───── Records supplied ─────

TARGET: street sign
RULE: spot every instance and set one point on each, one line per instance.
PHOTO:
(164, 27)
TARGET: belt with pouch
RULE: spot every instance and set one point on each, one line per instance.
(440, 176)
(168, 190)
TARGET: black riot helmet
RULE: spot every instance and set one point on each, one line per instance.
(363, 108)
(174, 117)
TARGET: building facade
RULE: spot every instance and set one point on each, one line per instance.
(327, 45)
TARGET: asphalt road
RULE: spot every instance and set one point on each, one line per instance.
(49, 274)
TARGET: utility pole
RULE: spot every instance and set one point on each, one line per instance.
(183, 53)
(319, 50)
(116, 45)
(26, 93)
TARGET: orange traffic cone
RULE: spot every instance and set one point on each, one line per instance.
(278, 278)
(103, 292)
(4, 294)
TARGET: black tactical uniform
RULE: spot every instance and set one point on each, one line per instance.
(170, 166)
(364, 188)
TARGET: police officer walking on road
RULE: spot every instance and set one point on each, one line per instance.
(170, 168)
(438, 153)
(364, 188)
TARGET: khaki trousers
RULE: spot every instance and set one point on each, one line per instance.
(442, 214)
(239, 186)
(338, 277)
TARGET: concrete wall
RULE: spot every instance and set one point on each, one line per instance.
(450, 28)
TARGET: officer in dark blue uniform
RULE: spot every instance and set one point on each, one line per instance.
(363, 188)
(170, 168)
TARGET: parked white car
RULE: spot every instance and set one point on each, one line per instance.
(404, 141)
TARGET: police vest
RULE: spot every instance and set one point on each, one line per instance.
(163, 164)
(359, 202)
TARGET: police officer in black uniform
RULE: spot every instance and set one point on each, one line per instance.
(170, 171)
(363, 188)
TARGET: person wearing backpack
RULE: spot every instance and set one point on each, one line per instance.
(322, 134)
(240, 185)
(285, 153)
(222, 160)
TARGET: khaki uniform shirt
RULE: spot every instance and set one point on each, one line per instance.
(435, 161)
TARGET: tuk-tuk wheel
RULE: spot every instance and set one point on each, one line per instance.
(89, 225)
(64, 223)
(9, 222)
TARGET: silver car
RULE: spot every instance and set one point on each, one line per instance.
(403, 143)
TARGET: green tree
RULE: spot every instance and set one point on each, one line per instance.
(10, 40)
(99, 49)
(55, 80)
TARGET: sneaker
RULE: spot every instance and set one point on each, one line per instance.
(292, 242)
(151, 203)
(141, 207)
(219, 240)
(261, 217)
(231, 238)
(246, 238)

─────
───── Records supplied ─────

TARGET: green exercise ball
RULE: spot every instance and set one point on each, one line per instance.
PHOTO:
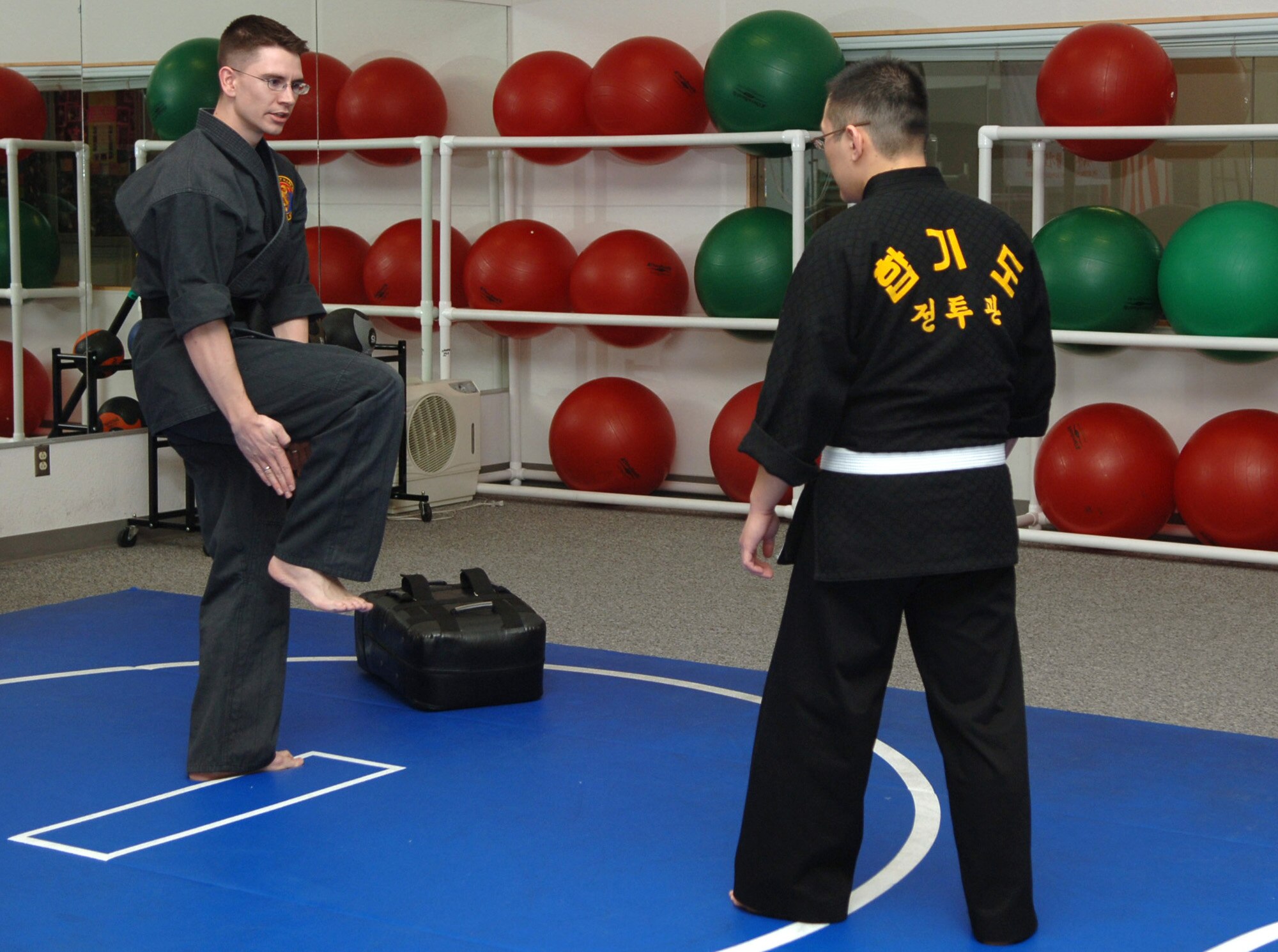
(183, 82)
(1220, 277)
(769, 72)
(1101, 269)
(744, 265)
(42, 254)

─────
───── Records supplied ─────

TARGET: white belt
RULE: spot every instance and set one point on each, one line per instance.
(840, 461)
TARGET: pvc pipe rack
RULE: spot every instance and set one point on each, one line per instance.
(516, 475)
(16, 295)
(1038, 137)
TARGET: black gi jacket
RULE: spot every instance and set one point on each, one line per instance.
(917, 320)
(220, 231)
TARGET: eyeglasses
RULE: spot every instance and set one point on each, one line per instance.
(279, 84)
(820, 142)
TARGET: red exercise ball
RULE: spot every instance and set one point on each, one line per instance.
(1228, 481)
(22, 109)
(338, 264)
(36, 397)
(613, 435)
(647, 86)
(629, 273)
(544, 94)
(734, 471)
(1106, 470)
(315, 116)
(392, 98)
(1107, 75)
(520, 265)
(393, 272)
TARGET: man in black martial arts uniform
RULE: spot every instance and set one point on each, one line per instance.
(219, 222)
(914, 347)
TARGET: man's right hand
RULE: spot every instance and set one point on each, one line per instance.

─────

What the task requires
Go through the material and report each line that holds the string "exercise".

Task answer
TARGET: green exercise ball
TARGET: red exercise ball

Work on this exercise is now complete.